- **Exercise**
Using the records below, find every line that includes "protest" and copy it.

- **Provided data**

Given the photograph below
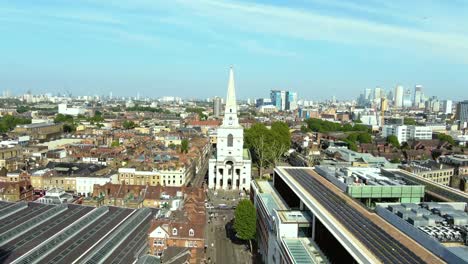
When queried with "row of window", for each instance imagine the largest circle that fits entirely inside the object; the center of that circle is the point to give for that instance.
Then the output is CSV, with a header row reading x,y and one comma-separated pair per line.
x,y
174,232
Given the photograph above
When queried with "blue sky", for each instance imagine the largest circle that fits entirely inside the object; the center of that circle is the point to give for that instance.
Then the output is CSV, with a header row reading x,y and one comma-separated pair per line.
x,y
318,48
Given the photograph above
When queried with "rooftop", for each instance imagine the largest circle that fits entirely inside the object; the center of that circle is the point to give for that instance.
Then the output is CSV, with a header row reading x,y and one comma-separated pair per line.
x,y
303,251
73,233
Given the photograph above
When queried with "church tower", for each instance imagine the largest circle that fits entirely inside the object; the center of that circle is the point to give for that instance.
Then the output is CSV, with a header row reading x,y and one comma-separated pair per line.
x,y
231,167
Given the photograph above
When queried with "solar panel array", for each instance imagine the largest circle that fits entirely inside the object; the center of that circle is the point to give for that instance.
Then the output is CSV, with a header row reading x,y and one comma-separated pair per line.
x,y
39,252
100,253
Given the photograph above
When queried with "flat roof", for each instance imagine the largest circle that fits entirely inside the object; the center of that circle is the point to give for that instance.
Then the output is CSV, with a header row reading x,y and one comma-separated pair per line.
x,y
302,251
382,245
58,233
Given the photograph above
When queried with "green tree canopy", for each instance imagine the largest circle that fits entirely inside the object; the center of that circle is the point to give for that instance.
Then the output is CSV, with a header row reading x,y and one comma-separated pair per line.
x,y
128,124
446,138
245,221
409,121
267,145
61,118
364,138
392,139
184,146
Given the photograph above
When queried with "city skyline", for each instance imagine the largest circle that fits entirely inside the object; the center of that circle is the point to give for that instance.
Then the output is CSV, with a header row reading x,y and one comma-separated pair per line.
x,y
93,47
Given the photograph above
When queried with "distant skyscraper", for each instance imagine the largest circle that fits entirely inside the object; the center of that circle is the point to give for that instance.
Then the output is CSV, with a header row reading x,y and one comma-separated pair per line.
x,y
278,99
291,102
399,96
407,101
446,106
377,93
462,113
418,95
368,94
217,106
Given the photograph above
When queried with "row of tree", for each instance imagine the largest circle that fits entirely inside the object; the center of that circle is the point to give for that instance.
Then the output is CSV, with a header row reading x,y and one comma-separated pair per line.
x,y
267,146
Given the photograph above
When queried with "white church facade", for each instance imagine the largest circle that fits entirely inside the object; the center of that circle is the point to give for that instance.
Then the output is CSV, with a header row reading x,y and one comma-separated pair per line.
x,y
230,169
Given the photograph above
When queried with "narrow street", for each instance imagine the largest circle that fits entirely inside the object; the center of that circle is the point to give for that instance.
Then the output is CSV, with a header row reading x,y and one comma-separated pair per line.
x,y
223,246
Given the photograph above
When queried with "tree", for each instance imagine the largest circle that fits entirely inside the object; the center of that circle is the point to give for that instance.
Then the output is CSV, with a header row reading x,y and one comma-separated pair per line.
x,y
392,139
61,118
245,221
128,124
256,141
267,145
364,138
68,128
184,146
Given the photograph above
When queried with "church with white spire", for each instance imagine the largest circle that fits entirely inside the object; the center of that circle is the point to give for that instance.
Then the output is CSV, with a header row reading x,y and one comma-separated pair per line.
x,y
230,169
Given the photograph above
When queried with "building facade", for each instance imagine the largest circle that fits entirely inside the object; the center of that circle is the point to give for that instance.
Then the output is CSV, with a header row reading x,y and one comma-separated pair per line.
x,y
405,133
231,166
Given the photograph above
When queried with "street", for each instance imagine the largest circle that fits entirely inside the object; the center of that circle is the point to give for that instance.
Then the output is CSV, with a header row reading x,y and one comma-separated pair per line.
x,y
223,246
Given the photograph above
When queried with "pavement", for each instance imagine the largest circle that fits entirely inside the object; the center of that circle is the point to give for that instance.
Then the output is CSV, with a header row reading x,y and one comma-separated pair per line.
x,y
223,246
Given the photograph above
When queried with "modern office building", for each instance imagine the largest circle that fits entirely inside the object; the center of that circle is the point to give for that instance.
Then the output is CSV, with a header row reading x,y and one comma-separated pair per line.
x,y
462,113
439,227
217,106
284,100
418,95
407,100
399,96
446,107
405,133
291,101
371,185
283,234
432,170
301,214
278,99
230,167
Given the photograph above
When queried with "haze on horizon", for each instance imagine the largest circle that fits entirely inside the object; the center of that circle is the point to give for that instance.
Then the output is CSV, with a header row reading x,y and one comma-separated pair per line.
x,y
318,48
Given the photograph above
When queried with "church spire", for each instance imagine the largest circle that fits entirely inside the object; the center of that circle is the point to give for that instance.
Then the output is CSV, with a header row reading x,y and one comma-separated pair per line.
x,y
230,112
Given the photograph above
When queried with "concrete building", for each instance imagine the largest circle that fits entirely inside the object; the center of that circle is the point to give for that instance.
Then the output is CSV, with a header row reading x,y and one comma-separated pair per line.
x,y
170,176
446,107
291,101
283,234
308,214
418,96
462,114
371,185
405,133
399,93
230,167
217,106
278,99
73,111
407,100
431,170
439,227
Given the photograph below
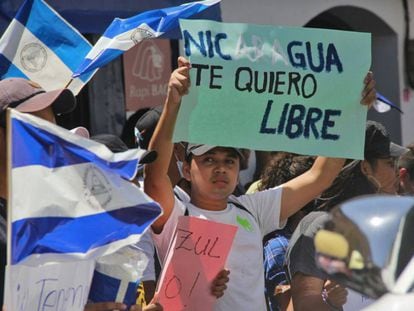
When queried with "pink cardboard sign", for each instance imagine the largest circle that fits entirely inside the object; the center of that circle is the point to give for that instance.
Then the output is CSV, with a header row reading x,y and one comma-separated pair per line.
x,y
197,254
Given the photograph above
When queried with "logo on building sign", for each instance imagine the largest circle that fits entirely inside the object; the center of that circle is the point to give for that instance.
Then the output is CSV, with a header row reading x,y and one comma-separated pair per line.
x,y
149,62
33,57
97,189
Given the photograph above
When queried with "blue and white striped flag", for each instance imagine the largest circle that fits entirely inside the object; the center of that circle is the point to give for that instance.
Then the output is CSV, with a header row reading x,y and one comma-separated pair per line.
x,y
123,34
69,195
41,46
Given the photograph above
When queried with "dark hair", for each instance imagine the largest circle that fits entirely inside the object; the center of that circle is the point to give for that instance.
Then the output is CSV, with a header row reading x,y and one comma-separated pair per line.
x,y
128,136
351,182
283,167
407,161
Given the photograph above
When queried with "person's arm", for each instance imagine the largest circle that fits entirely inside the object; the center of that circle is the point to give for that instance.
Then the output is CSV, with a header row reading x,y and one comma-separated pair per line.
x,y
307,294
306,187
218,285
156,181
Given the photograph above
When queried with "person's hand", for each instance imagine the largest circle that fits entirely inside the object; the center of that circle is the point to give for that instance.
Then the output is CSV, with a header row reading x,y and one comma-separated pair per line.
x,y
179,83
105,306
336,294
219,283
369,93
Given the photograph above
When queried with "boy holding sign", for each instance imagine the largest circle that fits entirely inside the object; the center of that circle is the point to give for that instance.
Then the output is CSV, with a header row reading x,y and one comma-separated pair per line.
x,y
213,174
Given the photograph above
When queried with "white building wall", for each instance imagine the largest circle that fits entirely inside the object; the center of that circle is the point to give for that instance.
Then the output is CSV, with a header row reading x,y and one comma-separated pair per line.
x,y
299,12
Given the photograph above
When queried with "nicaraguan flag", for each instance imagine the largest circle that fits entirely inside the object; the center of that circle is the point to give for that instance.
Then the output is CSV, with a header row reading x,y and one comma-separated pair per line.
x,y
69,195
123,34
41,46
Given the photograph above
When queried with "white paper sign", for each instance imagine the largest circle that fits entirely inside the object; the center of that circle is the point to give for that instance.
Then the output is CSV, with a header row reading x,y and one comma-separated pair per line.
x,y
53,286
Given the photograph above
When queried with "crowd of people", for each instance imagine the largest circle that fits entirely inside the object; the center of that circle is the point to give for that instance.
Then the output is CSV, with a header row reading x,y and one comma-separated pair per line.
x,y
271,265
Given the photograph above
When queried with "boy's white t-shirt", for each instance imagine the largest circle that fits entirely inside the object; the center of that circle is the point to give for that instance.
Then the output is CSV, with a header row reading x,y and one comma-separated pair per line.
x,y
245,290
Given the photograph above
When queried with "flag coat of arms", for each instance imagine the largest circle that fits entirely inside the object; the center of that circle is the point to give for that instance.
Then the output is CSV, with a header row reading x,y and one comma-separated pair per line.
x,y
41,46
69,196
123,34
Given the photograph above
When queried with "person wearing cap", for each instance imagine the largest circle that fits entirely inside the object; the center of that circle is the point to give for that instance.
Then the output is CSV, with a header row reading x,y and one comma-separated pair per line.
x,y
24,96
377,173
213,174
406,171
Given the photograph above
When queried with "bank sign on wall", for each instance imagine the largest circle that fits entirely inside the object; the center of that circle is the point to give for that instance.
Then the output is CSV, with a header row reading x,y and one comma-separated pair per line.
x,y
275,88
147,69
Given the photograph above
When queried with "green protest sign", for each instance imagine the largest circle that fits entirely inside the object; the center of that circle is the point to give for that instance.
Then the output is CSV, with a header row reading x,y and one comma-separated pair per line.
x,y
275,88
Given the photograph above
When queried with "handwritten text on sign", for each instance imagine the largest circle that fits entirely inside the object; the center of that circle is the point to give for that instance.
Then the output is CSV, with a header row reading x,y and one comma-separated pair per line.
x,y
198,252
56,286
275,88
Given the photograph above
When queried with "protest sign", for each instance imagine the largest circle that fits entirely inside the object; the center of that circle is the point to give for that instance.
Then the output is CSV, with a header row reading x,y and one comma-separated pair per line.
x,y
52,286
197,253
275,88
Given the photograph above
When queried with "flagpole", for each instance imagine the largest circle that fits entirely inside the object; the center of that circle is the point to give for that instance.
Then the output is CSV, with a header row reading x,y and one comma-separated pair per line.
x,y
8,185
67,85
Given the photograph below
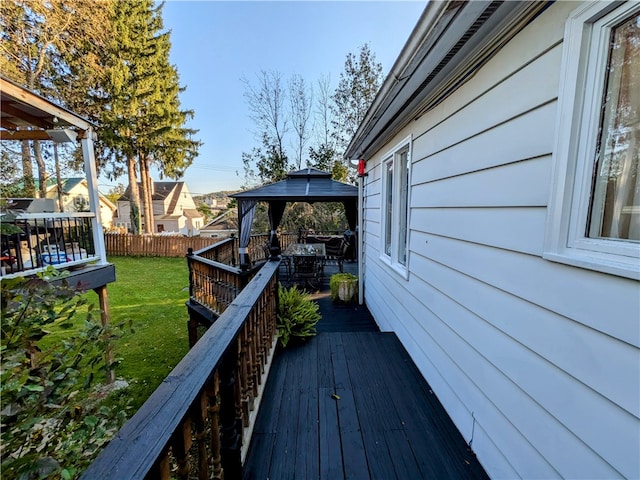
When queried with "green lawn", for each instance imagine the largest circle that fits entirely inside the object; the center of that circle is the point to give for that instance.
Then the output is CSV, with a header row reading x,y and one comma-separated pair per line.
x,y
151,292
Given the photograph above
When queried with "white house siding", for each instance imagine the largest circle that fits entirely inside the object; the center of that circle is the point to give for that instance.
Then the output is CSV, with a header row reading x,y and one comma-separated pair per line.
x,y
539,360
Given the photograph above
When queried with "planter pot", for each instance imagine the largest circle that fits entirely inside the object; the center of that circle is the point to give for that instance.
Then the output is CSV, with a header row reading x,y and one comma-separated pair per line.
x,y
344,288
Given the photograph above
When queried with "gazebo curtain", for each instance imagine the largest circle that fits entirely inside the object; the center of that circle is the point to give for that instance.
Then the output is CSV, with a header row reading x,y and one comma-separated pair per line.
x,y
246,211
276,210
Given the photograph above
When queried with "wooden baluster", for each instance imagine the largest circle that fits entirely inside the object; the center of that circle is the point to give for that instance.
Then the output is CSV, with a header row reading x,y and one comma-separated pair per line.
x,y
230,414
213,397
199,418
161,470
255,357
180,444
244,367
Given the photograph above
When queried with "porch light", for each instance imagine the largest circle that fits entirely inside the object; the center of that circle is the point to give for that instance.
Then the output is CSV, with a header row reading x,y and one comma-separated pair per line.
x,y
62,135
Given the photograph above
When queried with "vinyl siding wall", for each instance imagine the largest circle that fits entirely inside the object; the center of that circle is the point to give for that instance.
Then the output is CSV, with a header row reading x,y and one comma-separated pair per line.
x,y
538,363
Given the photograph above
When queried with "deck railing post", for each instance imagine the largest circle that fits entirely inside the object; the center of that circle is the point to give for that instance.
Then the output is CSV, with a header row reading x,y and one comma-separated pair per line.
x,y
230,423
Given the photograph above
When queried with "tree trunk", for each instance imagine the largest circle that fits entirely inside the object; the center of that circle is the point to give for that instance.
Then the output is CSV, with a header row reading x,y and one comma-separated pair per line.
x,y
134,198
27,171
42,169
146,195
58,178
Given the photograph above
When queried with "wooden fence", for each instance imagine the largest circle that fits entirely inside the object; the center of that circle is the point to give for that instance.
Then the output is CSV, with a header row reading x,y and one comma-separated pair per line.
x,y
154,245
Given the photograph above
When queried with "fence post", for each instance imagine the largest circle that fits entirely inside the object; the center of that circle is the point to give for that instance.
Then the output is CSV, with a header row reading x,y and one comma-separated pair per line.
x,y
192,323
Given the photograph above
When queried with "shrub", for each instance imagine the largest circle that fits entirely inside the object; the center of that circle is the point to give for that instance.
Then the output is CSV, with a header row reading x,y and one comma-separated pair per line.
x,y
297,315
53,423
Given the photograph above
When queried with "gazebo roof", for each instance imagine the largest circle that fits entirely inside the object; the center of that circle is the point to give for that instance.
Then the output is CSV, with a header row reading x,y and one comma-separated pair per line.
x,y
306,185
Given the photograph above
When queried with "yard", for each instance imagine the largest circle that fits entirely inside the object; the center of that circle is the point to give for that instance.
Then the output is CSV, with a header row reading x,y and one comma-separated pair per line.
x,y
151,292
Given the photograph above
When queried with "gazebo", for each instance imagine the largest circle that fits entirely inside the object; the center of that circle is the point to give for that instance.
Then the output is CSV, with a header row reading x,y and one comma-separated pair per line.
x,y
307,185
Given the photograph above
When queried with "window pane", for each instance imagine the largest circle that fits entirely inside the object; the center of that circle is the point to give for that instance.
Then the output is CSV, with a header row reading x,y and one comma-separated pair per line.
x,y
403,194
388,185
615,202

- **Result for this exercise**
When queried with "green protest sign", for each instance imagine the largest circle that fits entirely inside the object; the center of that circle is the point to give for that instance.
When queried with "protest sign", for each instance imagine the largest circle that fits entirely inside the object; the center of that circle is the point to give for that instance.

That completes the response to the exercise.